Please transcribe every one of the lines below verbatim, leaving each character unchanged.

==================================================

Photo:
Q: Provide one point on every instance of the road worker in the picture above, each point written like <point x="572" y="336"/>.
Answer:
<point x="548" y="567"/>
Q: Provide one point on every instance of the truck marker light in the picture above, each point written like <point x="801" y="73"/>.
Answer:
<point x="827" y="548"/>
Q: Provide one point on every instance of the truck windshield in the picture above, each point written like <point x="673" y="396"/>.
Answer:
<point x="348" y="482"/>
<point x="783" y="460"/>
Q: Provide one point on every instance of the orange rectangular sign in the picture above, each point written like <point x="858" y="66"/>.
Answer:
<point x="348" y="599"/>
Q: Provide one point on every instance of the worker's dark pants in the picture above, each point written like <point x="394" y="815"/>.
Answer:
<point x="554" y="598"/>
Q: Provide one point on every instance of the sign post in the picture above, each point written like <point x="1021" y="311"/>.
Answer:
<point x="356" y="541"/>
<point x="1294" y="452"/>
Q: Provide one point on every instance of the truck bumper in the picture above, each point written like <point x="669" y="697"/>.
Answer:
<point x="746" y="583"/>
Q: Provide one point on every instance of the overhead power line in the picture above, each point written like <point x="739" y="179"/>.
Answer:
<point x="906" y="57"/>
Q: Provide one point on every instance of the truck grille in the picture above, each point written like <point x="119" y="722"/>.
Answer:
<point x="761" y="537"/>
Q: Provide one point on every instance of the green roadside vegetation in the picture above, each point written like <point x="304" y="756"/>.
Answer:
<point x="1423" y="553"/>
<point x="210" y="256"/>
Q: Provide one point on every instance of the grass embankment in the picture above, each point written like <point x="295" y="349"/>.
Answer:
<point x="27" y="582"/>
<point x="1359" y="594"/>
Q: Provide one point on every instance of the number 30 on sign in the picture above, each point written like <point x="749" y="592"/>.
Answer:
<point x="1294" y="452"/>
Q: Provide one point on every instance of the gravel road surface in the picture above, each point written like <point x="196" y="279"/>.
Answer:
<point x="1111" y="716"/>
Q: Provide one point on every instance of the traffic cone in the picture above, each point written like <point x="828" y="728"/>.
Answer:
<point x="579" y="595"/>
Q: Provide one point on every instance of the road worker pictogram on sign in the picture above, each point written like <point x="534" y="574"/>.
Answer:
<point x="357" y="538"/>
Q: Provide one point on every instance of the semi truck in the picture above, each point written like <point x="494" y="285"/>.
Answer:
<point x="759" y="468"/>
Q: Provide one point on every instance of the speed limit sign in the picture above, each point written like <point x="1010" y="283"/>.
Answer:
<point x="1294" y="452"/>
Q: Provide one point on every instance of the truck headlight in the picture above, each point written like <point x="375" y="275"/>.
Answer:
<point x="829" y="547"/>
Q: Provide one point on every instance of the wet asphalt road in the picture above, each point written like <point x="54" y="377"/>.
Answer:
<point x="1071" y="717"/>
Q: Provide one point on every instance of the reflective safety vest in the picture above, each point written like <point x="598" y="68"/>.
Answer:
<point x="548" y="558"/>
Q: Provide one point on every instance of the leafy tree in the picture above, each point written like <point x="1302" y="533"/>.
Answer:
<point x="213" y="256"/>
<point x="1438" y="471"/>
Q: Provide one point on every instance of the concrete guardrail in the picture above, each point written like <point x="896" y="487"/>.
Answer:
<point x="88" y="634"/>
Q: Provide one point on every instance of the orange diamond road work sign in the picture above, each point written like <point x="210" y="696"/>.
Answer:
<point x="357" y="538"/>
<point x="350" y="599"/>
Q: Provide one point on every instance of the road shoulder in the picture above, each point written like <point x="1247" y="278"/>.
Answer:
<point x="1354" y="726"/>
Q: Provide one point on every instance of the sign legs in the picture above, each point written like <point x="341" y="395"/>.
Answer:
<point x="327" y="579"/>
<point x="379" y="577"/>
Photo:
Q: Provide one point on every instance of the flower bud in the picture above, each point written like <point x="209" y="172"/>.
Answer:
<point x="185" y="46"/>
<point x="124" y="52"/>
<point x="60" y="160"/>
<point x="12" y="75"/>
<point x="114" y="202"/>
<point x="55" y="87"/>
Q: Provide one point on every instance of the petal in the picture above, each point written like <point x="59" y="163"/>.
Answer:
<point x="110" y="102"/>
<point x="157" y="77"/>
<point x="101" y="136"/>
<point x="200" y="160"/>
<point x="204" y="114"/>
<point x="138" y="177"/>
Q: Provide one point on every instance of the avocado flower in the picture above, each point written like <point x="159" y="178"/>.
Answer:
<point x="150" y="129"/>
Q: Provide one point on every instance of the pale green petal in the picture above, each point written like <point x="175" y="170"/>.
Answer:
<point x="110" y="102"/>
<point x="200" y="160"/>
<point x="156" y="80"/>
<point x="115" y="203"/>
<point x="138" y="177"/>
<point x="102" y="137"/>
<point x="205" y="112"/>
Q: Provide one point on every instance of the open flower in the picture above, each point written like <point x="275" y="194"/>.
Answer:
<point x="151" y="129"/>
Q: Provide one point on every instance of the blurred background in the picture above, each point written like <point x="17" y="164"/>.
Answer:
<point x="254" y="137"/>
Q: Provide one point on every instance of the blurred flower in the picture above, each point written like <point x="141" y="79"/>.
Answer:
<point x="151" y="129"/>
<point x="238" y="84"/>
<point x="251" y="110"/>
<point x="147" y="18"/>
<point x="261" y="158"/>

==================================================

__Final result__.
Photo:
Q: Provide one point on every instance of the road worker in the picture above, each point written like <point x="572" y="336"/>.
Answer:
<point x="548" y="567"/>
Q: Provide one point on every instance of the truck marker light in the picture above, each point written like <point x="801" y="73"/>.
Answer:
<point x="827" y="548"/>
Q: Provide one point on every instance of the truck windshield in the picture above, each point written like <point x="673" y="396"/>.
Answer:
<point x="348" y="482"/>
<point x="783" y="460"/>
Q: Provide one point on every instance of the orange rectangular sign in the picture above, each point written like <point x="858" y="66"/>.
Answer:
<point x="348" y="599"/>
Q: Provide one point on every instance of the worker's dark pants in the picture above, each point written like <point x="394" y="815"/>.
Answer:
<point x="554" y="598"/>
Q: Provide one point on every instance of the sign post in the picture above, each point written like <point x="1021" y="311"/>.
Answer:
<point x="356" y="541"/>
<point x="1294" y="452"/>
Q: Provide one point on every instance of the truck bumper in the picture above, each point written like <point x="669" y="697"/>.
Answer:
<point x="746" y="583"/>
Q: Provide one point on every instance of the overhead power line in the picture above, each point written like <point x="739" y="179"/>.
Answer:
<point x="906" y="57"/>
Q: Provide one point on every instance of the truck grille in the picture above, each point written like <point x="119" y="722"/>.
Answer:
<point x="761" y="537"/>
Q: Provide one point on every instance of the green roadside vegetation in the picture above, each point written like <point x="304" y="756"/>.
Answer:
<point x="1423" y="553"/>
<point x="210" y="256"/>
Q: Provide one point on every instance of the grass embankment in the picture above, each point written like <point x="295" y="349"/>.
Answer:
<point x="27" y="582"/>
<point x="1359" y="594"/>
Q: Provide one point on every instance of the number 30 on sign in the picture above, each point written like <point x="749" y="592"/>.
Answer:
<point x="1294" y="452"/>
Q: Provide one point on every instance of the gravel road surface in the picture above, each point written like <point x="196" y="279"/>.
Answer:
<point x="1111" y="716"/>
Q: Provide one point on every instance of the traffic cone in the picture above, each point written like <point x="828" y="728"/>.
Answer:
<point x="579" y="595"/>
Q: Provide one point on every instance of the road worker pictogram on sign in the picture above, each point written like <point x="534" y="574"/>.
Answer:
<point x="357" y="538"/>
Q: Provide one point on every instance of the semi truck in the picture above, each point written like <point x="494" y="285"/>.
Answer:
<point x="759" y="468"/>
Q: Provide one point on every instance of the speed limit sign in the picture above, each point written like <point x="1010" y="283"/>.
Answer:
<point x="1294" y="452"/>
Q: Provide one point on every instance of the truck headlight in the picture above, each point written like <point x="375" y="275"/>.
Answer:
<point x="829" y="547"/>
Q: Provide one point on every instance of the wet asphalt road in the picture above, each point written like <point x="54" y="377"/>.
Answer:
<point x="1071" y="717"/>
Q: Provide one point on every instance of the reflective safety vest in the picture above, each point written like <point x="598" y="68"/>.
Answer:
<point x="548" y="558"/>
Q: Provide one point on every instance of the leafy tree in the picture above, each point written like <point x="1302" y="533"/>.
Answer:
<point x="213" y="256"/>
<point x="1438" y="471"/>
Q: Provide one point on every instance of the concrete guardrail in the picture above, each point written like <point x="896" y="487"/>.
Answer:
<point x="88" y="634"/>
Q: Provide one point on every instance of the orange diamond road work sign in the picture above, each point written like <point x="210" y="696"/>.
Answer:
<point x="357" y="538"/>
<point x="350" y="599"/>
Q: Provide one point on every instance of the road shoulder in the picture above, each point written like <point x="1247" y="278"/>.
Answer:
<point x="1354" y="726"/>
Q: Provide one point on every instance of the sign legs in the picture above, each point written like <point x="341" y="395"/>.
Answer:
<point x="327" y="579"/>
<point x="379" y="577"/>
Photo:
Q: Provide one point on every instance of the flower bud in the picture above, each point written like <point x="209" y="172"/>.
Answer:
<point x="185" y="46"/>
<point x="124" y="52"/>
<point x="60" y="160"/>
<point x="12" y="75"/>
<point x="114" y="202"/>
<point x="55" y="87"/>
Q: Provide one point on every instance of the petal in the picture above, each point written like <point x="59" y="163"/>.
Answer:
<point x="110" y="102"/>
<point x="157" y="77"/>
<point x="101" y="136"/>
<point x="200" y="160"/>
<point x="204" y="114"/>
<point x="138" y="177"/>
Q: Provide one point on every instance of the avocado flower in the picture above, each point written like <point x="159" y="178"/>.
Answer:
<point x="150" y="129"/>
Q: Provide one point on every instance of the pale green petal in the picture above, each point written like <point x="175" y="170"/>.
Answer:
<point x="110" y="102"/>
<point x="200" y="160"/>
<point x="156" y="80"/>
<point x="115" y="203"/>
<point x="138" y="177"/>
<point x="102" y="137"/>
<point x="205" y="112"/>
Q: Provide one point on every instance of the open flower in the picture above, each point written like <point x="275" y="194"/>.
Answer:
<point x="151" y="129"/>
Q: Provide one point on every instance of the blurred background in the picture above, each point written like <point x="17" y="164"/>.
Answer:
<point x="254" y="137"/>
Q: Provide one point on every instance of the blurred flower in the picture above, each point written like <point x="141" y="79"/>.
Answer:
<point x="151" y="129"/>
<point x="238" y="84"/>
<point x="251" y="110"/>
<point x="147" y="18"/>
<point x="261" y="158"/>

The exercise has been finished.